• TASK PROMPT: Beginning with the top line of the listing below, give again every line up to and including the line with "Objective: locate each instance of the dark green"; pictures do not belong in the copy.
━━ MATERIAL PROVIDED ━━
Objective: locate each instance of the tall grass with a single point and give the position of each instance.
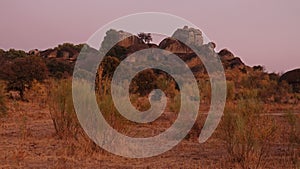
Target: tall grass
(62, 110)
(247, 133)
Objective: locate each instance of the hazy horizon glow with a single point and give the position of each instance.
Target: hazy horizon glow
(259, 32)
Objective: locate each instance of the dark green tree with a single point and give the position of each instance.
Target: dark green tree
(146, 37)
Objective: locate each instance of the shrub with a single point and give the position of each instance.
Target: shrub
(22, 71)
(245, 144)
(3, 107)
(294, 138)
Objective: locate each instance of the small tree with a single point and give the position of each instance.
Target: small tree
(146, 37)
(21, 72)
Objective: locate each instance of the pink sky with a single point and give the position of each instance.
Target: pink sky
(260, 32)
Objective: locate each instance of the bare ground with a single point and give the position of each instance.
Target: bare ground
(28, 140)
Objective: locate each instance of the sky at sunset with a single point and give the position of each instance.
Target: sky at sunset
(259, 32)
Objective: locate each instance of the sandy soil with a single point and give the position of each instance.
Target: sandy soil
(28, 140)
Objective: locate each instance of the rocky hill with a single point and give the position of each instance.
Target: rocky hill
(60, 60)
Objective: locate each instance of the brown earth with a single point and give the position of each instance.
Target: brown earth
(28, 140)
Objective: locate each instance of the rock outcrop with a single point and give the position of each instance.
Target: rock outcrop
(174, 46)
(293, 78)
(120, 38)
(229, 60)
(189, 36)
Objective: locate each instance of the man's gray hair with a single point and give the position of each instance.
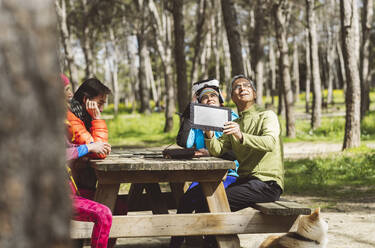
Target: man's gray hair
(244, 77)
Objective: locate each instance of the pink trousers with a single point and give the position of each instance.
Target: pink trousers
(121, 208)
(87, 210)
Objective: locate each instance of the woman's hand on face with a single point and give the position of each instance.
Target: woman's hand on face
(233, 128)
(92, 109)
(209, 134)
(99, 147)
(202, 153)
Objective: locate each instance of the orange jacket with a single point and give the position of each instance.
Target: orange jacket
(78, 134)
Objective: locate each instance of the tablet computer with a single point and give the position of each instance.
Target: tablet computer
(208, 117)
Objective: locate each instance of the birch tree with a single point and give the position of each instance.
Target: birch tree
(35, 206)
(233, 36)
(66, 40)
(163, 34)
(315, 72)
(350, 44)
(281, 13)
(367, 16)
(179, 52)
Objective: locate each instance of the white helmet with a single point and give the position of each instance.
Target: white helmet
(208, 83)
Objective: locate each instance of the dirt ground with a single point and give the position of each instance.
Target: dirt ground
(351, 224)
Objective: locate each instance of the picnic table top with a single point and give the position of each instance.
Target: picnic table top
(152, 160)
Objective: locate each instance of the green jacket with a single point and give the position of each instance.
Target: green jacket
(261, 152)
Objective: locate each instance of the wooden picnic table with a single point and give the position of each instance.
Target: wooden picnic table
(147, 168)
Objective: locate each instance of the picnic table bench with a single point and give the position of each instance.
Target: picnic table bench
(147, 168)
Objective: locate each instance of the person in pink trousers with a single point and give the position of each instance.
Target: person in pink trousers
(88, 210)
(85, 209)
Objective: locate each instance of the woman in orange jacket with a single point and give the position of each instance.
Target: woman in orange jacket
(85, 126)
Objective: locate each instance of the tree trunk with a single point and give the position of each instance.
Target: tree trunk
(179, 52)
(163, 41)
(272, 72)
(227, 65)
(35, 205)
(150, 78)
(330, 61)
(308, 74)
(315, 73)
(257, 53)
(114, 71)
(281, 19)
(233, 36)
(367, 13)
(134, 84)
(295, 71)
(341, 66)
(350, 34)
(67, 42)
(201, 14)
(143, 89)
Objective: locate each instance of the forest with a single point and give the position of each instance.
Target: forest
(150, 52)
(312, 62)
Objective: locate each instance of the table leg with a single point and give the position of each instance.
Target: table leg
(177, 191)
(154, 192)
(218, 202)
(107, 194)
(135, 191)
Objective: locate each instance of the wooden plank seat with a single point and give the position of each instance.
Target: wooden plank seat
(273, 217)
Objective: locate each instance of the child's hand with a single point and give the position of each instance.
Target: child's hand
(233, 128)
(92, 109)
(99, 147)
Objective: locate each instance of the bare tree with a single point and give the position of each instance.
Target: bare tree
(281, 13)
(163, 34)
(308, 73)
(350, 34)
(315, 73)
(66, 39)
(179, 52)
(142, 52)
(367, 14)
(112, 48)
(257, 53)
(34, 200)
(233, 36)
(295, 71)
(201, 14)
(272, 71)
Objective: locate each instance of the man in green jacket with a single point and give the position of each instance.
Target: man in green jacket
(255, 140)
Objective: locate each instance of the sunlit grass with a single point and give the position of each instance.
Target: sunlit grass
(138, 130)
(349, 174)
(134, 129)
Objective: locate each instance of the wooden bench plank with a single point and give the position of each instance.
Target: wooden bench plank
(283, 208)
(190, 225)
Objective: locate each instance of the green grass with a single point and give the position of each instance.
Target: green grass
(138, 130)
(349, 175)
(133, 129)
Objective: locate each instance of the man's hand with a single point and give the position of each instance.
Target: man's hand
(202, 153)
(209, 134)
(99, 147)
(92, 109)
(233, 128)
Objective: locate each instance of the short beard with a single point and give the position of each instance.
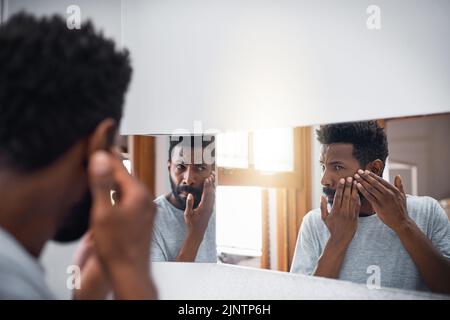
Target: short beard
(177, 189)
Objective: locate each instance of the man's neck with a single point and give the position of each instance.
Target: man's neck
(366, 209)
(23, 213)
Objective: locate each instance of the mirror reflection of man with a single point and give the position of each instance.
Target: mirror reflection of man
(184, 227)
(372, 224)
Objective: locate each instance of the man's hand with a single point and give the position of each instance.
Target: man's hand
(121, 233)
(342, 221)
(197, 219)
(389, 201)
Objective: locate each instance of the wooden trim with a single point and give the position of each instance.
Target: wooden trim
(299, 199)
(282, 231)
(252, 177)
(142, 156)
(265, 254)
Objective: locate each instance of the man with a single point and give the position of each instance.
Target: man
(372, 226)
(185, 224)
(61, 97)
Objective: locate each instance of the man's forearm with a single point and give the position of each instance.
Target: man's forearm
(330, 262)
(189, 250)
(433, 266)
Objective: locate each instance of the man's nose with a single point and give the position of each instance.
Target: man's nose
(327, 180)
(189, 176)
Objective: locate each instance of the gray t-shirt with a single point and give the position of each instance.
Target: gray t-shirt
(169, 233)
(375, 246)
(21, 276)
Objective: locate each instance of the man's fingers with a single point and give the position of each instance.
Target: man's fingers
(208, 195)
(323, 208)
(399, 184)
(355, 200)
(367, 194)
(189, 205)
(370, 186)
(338, 195)
(373, 178)
(101, 179)
(346, 198)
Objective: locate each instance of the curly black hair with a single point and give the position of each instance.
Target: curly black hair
(56, 86)
(367, 137)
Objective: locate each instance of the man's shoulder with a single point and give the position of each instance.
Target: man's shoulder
(425, 211)
(17, 282)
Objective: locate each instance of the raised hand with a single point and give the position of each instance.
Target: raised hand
(388, 201)
(342, 220)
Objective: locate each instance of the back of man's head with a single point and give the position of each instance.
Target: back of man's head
(56, 86)
(367, 137)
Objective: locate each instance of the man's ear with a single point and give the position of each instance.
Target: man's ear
(376, 167)
(103, 136)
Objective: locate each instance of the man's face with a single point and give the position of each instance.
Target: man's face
(76, 221)
(186, 176)
(337, 162)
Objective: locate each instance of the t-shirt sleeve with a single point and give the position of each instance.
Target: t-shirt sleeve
(440, 235)
(307, 252)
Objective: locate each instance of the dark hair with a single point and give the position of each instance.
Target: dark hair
(195, 140)
(56, 86)
(367, 137)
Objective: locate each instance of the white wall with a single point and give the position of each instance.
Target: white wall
(424, 142)
(265, 64)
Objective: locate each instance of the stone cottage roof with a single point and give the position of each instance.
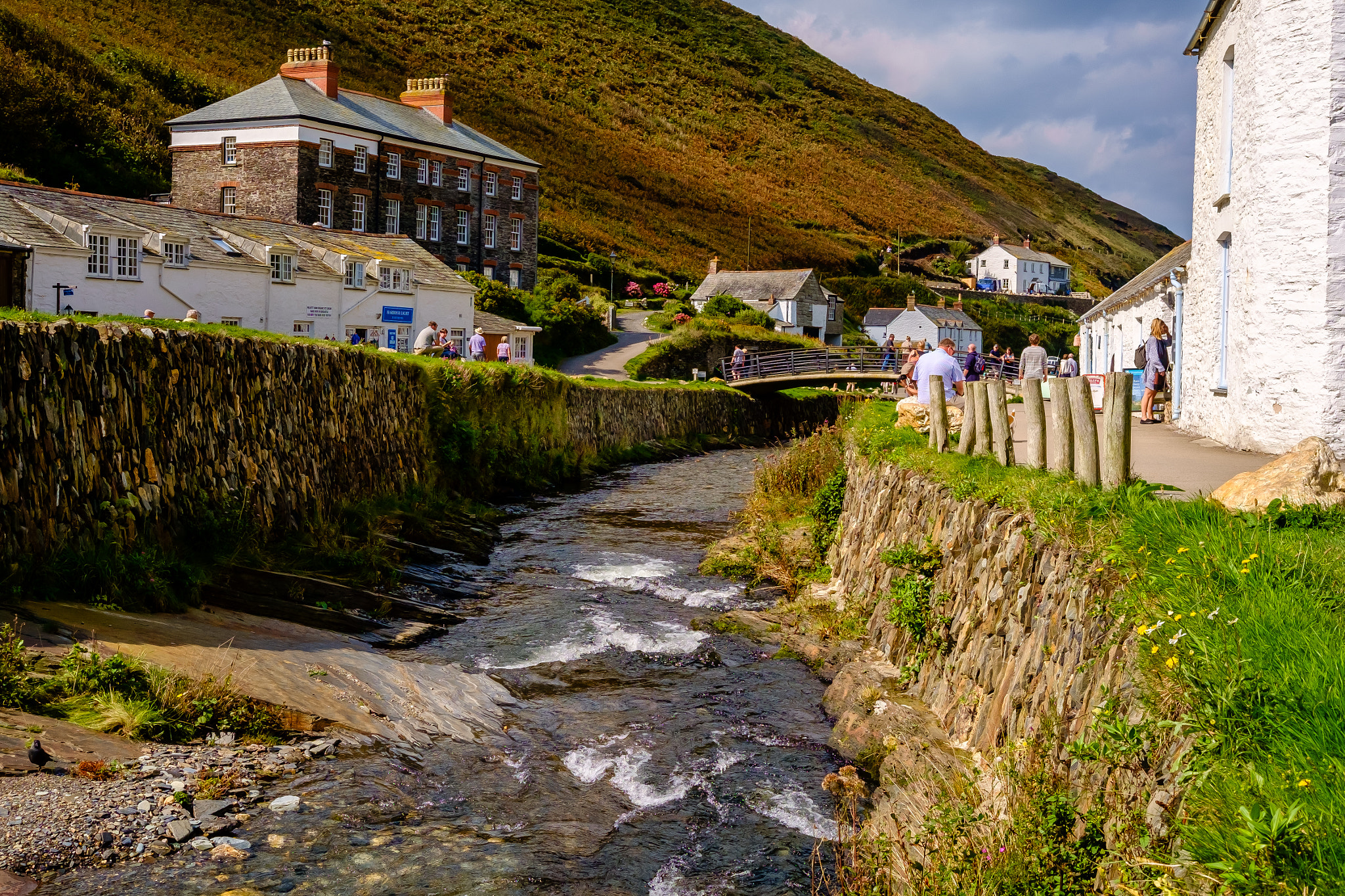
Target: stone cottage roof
(1153, 274)
(280, 98)
(755, 288)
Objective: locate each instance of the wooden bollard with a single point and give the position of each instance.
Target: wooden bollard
(984, 435)
(1034, 425)
(1061, 427)
(1086, 431)
(938, 416)
(1001, 435)
(1116, 399)
(966, 442)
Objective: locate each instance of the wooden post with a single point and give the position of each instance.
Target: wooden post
(938, 416)
(1034, 423)
(982, 418)
(1115, 429)
(1061, 427)
(966, 442)
(1086, 430)
(1001, 435)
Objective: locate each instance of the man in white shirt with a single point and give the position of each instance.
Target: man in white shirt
(939, 363)
(426, 341)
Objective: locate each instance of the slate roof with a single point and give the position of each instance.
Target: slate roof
(757, 286)
(940, 316)
(280, 97)
(1029, 254)
(1153, 274)
(20, 224)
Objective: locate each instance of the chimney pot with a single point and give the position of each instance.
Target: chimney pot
(432, 96)
(315, 66)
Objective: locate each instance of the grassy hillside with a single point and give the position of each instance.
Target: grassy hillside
(663, 128)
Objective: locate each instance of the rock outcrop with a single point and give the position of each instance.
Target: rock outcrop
(1309, 473)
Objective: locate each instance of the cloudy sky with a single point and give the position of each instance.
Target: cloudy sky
(1098, 92)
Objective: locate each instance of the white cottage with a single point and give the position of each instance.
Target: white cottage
(1264, 312)
(929, 323)
(108, 255)
(1021, 269)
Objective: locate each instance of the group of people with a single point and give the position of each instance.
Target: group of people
(435, 341)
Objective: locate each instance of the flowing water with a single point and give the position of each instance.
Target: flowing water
(643, 757)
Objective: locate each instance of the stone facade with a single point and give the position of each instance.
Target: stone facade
(1271, 77)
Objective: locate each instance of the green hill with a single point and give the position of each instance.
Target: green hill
(662, 127)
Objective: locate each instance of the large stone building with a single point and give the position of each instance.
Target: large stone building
(1264, 314)
(300, 148)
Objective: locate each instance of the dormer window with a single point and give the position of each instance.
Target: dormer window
(282, 268)
(354, 274)
(396, 280)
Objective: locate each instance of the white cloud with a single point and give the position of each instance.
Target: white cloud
(1097, 92)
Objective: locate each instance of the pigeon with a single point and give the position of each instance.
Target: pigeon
(37, 756)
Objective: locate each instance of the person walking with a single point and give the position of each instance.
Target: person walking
(1156, 370)
(1033, 364)
(477, 345)
(975, 364)
(426, 341)
(940, 362)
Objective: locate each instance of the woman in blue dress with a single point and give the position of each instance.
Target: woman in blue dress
(1156, 368)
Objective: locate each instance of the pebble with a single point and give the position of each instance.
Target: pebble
(57, 822)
━━━
• FINISHED EXERCISE:
Objective: locate each instance of the tall grass with a single point and give the position of each instance.
Target: tall grass
(62, 110)
(247, 133)
Objective: locate each instance of the hazy horizon glow with a single point and give the position of each instance.
Target: hazy horizon glow
(259, 32)
Objective: locate each instance of the dark green tree with a single point and give the position of each instance.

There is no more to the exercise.